▶ **Work to be completed**:
The line containing "positive clicks: (348, 173)" marks the end; copy exactly all lines from the start of the material up to and including it.
• • • •
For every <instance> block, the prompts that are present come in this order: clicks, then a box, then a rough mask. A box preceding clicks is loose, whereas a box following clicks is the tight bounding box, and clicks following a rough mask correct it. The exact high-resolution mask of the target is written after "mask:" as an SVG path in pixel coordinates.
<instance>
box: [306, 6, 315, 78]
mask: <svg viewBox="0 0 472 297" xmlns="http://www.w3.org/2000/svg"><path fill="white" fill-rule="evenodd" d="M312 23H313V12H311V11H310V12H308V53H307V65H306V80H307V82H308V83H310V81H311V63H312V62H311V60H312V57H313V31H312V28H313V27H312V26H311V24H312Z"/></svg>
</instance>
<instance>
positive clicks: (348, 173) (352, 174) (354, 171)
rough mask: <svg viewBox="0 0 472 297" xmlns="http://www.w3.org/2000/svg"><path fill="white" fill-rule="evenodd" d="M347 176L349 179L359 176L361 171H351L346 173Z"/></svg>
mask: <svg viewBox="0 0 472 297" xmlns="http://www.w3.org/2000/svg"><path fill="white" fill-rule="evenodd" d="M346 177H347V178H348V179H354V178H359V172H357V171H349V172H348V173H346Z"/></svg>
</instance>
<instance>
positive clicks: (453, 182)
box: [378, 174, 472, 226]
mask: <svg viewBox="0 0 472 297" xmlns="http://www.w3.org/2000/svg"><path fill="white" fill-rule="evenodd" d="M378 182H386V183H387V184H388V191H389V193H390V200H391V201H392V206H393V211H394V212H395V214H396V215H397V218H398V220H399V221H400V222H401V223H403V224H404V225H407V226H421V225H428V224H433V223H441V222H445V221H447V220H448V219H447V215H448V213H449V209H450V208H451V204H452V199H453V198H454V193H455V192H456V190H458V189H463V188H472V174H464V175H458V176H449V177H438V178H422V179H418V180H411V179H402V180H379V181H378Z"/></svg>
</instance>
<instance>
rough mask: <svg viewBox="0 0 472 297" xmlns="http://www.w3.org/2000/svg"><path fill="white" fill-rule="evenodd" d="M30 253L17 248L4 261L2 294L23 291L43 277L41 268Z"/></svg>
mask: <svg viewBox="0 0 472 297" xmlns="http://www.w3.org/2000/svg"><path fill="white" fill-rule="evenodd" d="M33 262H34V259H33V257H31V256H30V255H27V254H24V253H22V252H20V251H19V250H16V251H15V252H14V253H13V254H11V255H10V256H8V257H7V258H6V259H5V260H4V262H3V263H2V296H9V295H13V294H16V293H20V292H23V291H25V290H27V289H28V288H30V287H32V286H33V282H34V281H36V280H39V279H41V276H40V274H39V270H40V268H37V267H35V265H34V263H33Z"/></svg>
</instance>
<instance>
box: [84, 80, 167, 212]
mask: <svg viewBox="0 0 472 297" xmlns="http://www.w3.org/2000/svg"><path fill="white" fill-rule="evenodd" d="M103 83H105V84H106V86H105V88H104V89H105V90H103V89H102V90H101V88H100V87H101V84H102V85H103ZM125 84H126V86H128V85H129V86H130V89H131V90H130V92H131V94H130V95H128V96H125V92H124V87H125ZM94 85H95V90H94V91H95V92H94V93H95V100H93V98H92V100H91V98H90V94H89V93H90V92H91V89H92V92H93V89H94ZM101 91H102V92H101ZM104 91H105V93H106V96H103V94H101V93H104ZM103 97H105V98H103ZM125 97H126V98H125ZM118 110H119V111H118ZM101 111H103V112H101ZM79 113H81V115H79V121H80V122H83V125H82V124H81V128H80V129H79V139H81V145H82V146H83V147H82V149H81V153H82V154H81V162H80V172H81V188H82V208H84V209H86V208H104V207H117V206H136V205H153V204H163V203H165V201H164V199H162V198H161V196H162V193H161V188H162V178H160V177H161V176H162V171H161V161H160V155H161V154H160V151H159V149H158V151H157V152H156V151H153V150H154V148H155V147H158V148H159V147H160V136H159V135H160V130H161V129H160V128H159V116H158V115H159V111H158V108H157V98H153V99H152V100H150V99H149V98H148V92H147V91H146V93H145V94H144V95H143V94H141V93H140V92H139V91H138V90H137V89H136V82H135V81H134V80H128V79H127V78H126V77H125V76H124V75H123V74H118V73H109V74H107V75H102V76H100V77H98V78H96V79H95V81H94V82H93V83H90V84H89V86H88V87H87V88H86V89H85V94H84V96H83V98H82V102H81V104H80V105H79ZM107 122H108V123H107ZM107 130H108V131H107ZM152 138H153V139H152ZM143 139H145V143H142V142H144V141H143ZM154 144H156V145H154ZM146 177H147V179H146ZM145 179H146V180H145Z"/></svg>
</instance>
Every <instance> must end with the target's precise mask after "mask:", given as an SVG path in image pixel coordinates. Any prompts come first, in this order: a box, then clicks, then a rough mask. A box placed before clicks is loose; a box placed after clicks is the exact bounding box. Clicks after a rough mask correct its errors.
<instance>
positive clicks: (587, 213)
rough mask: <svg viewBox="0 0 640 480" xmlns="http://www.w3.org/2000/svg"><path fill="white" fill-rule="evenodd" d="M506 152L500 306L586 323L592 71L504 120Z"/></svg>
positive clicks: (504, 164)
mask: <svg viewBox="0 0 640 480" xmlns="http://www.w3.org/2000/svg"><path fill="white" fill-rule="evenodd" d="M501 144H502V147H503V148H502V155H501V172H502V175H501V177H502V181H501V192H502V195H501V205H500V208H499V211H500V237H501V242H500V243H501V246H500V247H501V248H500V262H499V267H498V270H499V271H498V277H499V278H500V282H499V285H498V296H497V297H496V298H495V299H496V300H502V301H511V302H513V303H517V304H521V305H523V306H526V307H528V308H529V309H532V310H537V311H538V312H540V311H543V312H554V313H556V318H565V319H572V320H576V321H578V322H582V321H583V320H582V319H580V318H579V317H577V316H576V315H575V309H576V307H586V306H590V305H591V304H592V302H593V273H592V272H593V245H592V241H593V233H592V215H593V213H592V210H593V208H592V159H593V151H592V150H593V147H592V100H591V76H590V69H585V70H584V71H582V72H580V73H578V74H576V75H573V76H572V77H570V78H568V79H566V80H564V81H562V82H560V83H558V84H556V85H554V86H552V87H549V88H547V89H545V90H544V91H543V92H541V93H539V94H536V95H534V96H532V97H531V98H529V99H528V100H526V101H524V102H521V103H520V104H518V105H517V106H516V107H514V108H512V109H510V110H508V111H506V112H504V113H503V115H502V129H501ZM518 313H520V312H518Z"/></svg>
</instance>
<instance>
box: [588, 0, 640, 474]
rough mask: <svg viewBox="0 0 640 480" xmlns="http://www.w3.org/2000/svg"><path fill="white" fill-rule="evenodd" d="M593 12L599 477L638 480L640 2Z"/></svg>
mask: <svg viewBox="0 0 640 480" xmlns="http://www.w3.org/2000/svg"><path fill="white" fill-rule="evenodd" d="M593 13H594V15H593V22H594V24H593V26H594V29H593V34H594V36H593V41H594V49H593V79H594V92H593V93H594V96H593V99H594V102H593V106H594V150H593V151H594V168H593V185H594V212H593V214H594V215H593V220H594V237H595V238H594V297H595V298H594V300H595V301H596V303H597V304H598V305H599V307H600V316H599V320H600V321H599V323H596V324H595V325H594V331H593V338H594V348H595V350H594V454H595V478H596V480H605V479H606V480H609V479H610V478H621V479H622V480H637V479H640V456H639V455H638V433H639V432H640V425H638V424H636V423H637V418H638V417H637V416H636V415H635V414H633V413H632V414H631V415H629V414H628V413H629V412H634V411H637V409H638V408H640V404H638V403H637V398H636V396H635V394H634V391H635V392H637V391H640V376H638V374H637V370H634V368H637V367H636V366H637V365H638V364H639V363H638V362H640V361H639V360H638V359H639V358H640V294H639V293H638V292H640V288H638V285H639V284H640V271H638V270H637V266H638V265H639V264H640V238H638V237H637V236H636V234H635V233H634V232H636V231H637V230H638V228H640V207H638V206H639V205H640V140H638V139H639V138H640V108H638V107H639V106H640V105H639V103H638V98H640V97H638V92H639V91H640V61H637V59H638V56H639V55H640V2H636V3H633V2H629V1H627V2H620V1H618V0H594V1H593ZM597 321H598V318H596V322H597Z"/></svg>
• • • •
▶ **Exercise answer**:
For every <instance> block, the prompts that are present come in this order: clicks, then a box, then a rough mask. A box preceding clicks is loose, whereas a box following clicks is the tight bounding box, and clicks following a rough mask correct it. The exact high-resolution mask of the target is written after "mask:" as an SVG path in pixel coordinates.
<instance>
box: [306, 6, 315, 78]
mask: <svg viewBox="0 0 472 297" xmlns="http://www.w3.org/2000/svg"><path fill="white" fill-rule="evenodd" d="M312 23H313V12H311V11H310V12H308V53H307V65H306V80H307V82H308V83H310V81H311V63H312V62H311V60H312V57H313V31H312V28H313V27H312V26H311V24H312Z"/></svg>
</instance>
<instance>
positive clicks: (348, 173) (352, 174) (354, 171)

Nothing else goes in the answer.